* **What is expected**
Reproduce the passage of the capstone project outline from "VPC + subnets" up to and including "postgres + monitoring)".

* **Reading passage**
===============

Infrastructure (Terraform)
VPC + subnets + security groups
EC2 instance (or ECS cluster) for the app
S3 bucket for Terraform state
IAM roles for OIDC GitHub Actions trust

Application (Docker)
Dockerfile (multi-stage, non-root USER)
docker-compose.yml (app + postgres + monitoring)
Image pushed to AWS ECR

CI/CD (GitHub Actions)
PR: lint → test → Trivy scan → build
Main: push to ECR → deploy to EC2/ECS
OIDC: no AWS_SECRET_ACCESS_KEY in secrets

Monitoring (Grafana + Prometheus)
Prometheus scrapes app + node_exporter
Grafana dashboard: RED metrics + CPU/memory
Alertmanager: CPU alert → Slack webhook

Security
Trivy image scan in CI — CRITICAL blocks deploy
gitleaks pre-commit hook
Secrets in AWS Secrets Manager, not .env
🏗️
Everything as code
No manual clicks. Infrastructure, pipelines, dashboards — all version-controlled.
🔁
Full deploy loop
A git push triggers lint → test → build → scan → push to ECR → deploy — no manual steps.
📊
Observable from day one
Grafana is part of the initial Compose stack — not added as an afterthought.
🔒
Secure by design
Trivy scans, no secrets in code, OIDC auth, non-root containers — baked in from the start.
capstone aws terraform docker github-actions

🎯 Practice Questions

Q1.
Draw (on paper or in a diagram tool) your capstone architecture. Label each component: where does Terraform start? Where does the CI pipeline hand off to the app? Where does Prometheus scrape from?
Show Answer
Expected diagram flow: GitHub repo → GitHub Actions (CI) → Trivy scan → ECR push → SSH/ECS deploy to EC2 (provisioned by Terraform). On the EC2: Docker Compose runs app + Prometheus + Grafana. Prometheus scrapes app (:3000/metrics) and node_exporter (:9100). Alertmanager sends alerts to Slack. Terraform state lives in S3.
Q2.
Why does the capstone use OIDC for GitHub Actions → AWS authentication instead of storing AWS_ACCESS_KEY_ID as a GitHub secret? What specific attack does OIDC prevent?
Q3.
Your teammate asks: "Why do we need Terraform if we can just click through the AWS console?" Write a 3-sentence answer that references state management, team collaboration, and reproducibility.
02
Terraform — Provision AWS Infrastructure
VPC, EC2, IAM OIDC role, S3 state backend — infrastructure as code from scratch

Infrastructure layer

The Terraform layer provisions everything the app needs to run: a VPC, a public subnet, a security group (ports 22, 80, 443, 9090 for Prometheus, 3000 for Grafana), an EC2 instance with an IAM instance profile, an ECR repository, an S3 bucket for Terraform state, and — critically — an IAM OIDC provider and role that GitHub Actions can assume without long-lived keys.

===============

* **Given data**
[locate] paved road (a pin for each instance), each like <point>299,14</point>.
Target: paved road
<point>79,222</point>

===============

* **Output of the task**
VPC + subnets + security groups
EC2 instance (or ECS cluster) for the app
S3 bucket for Terraform state
IAM roles for OIDC GitHub Actions trust

Application (Docker)
Dockerfile (multi-stage, non-root USER)
docker-compose.yml (app + postgres + monitoring)